(Dataset records)

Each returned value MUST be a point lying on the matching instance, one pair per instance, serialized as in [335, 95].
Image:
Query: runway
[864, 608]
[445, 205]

* [Exercise objective]
Nothing may be left out. Retype all the entries exactly.

* [Task solution]
Each returned value MUST be a point lying on the matching instance, one pair per instance, serialized as in [335, 95].
Image:
Query: runway
[864, 608]
[445, 205]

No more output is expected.